### [EXERCISE TASK]
Reproduce the records from the line containing "The component shall return one point per instance of the blurred" through the end of the records, inclusive, renaming "component" to "module" and leaving all else unchanged.

### [DATA SUPPLIED]
== == ==

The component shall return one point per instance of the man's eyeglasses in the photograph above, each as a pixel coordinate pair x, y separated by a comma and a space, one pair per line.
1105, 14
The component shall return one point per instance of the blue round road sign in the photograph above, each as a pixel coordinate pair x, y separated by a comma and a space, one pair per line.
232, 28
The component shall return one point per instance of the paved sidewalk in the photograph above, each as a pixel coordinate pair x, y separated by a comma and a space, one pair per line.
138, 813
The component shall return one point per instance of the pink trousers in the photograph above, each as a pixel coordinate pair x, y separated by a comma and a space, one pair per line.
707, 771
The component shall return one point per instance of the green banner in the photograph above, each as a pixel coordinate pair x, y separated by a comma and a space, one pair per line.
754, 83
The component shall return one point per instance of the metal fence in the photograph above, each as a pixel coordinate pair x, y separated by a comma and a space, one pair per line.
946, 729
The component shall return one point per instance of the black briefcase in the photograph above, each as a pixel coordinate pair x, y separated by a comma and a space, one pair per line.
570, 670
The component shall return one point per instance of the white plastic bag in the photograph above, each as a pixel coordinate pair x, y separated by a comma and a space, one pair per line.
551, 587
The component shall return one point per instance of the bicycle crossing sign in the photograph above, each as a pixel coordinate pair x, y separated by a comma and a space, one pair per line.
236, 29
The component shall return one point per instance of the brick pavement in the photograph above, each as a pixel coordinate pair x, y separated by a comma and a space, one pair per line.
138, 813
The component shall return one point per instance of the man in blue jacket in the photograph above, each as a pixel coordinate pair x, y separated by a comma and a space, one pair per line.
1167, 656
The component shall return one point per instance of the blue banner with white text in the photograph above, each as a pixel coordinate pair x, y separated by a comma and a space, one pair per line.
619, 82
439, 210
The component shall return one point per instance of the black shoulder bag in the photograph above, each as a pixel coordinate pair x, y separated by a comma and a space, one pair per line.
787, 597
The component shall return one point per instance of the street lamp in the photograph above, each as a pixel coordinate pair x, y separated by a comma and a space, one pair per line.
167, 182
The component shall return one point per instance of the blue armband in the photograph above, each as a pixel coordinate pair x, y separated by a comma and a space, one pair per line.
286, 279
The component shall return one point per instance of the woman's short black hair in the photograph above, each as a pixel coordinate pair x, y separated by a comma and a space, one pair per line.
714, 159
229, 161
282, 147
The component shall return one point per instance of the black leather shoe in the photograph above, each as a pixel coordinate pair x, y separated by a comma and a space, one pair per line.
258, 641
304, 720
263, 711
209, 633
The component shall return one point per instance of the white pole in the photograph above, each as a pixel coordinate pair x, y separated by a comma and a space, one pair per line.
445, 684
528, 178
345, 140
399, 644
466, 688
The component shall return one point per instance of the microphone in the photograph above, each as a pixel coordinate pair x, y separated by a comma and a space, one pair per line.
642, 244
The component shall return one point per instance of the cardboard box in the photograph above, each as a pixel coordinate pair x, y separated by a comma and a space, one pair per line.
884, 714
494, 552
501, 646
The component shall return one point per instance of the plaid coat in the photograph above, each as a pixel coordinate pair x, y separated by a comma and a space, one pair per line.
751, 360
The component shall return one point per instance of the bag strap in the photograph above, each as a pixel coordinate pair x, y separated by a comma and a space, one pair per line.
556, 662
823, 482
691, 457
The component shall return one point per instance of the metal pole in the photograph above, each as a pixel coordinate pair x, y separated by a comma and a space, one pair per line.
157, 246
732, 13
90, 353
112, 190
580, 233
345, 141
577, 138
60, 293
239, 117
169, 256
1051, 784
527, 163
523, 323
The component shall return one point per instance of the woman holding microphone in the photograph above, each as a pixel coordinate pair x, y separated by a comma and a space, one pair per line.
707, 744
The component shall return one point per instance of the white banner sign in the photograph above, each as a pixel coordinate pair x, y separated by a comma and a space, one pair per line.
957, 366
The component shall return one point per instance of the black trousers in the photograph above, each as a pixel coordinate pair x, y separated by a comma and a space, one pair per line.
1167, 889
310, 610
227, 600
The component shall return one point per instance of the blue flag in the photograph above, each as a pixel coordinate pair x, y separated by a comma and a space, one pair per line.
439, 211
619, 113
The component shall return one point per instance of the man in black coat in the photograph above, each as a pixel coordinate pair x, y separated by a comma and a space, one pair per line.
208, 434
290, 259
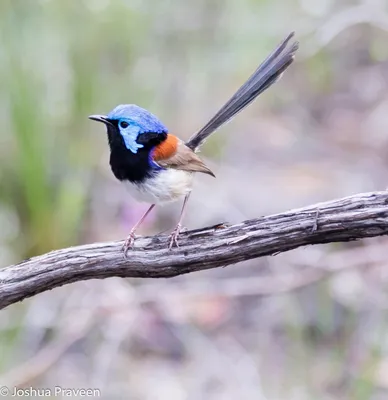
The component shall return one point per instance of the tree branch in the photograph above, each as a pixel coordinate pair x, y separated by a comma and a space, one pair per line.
355, 217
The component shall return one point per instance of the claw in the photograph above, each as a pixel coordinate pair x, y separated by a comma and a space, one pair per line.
174, 236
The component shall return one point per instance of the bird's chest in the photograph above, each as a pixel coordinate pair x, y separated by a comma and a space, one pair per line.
162, 187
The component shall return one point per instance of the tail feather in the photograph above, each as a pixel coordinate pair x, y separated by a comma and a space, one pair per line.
267, 73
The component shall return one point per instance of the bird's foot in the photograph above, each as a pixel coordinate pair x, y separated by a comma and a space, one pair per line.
174, 236
128, 244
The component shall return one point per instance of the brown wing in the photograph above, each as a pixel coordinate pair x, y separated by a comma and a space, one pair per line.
184, 159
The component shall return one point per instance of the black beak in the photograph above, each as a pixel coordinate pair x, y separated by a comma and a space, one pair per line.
101, 118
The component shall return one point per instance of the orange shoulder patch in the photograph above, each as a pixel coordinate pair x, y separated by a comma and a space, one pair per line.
166, 149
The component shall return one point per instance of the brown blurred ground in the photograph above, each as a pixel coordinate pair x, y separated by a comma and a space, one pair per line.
259, 330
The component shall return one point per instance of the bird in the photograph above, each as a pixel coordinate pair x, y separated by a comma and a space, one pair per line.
156, 166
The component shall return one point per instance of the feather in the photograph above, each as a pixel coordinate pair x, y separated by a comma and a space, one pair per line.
182, 158
267, 73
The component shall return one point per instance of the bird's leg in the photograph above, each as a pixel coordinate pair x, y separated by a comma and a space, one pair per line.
175, 233
128, 244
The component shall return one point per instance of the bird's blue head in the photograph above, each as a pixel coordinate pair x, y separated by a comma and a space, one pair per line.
133, 123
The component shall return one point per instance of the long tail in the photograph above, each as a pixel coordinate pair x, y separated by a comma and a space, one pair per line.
267, 73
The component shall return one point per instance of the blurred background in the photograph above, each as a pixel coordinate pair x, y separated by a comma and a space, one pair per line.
308, 324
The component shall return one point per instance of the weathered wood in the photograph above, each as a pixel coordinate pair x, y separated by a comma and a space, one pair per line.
355, 217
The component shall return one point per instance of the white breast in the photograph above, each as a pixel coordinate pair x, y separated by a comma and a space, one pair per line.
166, 186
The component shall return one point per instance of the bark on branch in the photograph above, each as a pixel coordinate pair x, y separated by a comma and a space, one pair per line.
355, 217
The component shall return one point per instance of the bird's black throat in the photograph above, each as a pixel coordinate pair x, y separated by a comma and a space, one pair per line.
128, 166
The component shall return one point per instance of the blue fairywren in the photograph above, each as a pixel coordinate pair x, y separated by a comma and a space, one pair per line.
155, 165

== == ==

### [FINAL RESULT]
The module shall return one point per instance of the blurred background in the photograph above, each as a pixel coordinate pair x, y separated by a comma and a space, one pair per line.
308, 324
The module shall return one point per instance of the weathered wood in the photograph above, each as a pixel coordinate pair x, y separated by a comma and a space, one pair per line.
355, 217
The module shall return one point per instance of the white breast in the photograph above, each as a pixel coordinate pair x, y separated by a comma and a space, one pair per line.
166, 186
The module shall return one point per instance of the bark on branch in the photograph above, each as a pixel coordinate pair x, y separated by a comma and a space, one pair per line.
355, 217
The module shall return one point per instance of the bird's black throat in the photograph above, each as a pixel coordinate pair x, y separated by a comma and a space, one pair per line.
128, 166
The module shall return one point per instance of the blue fairywren in the photograph above, each as a pixel coordinate pair x, y separated by a comma and a space, one pair per line.
155, 165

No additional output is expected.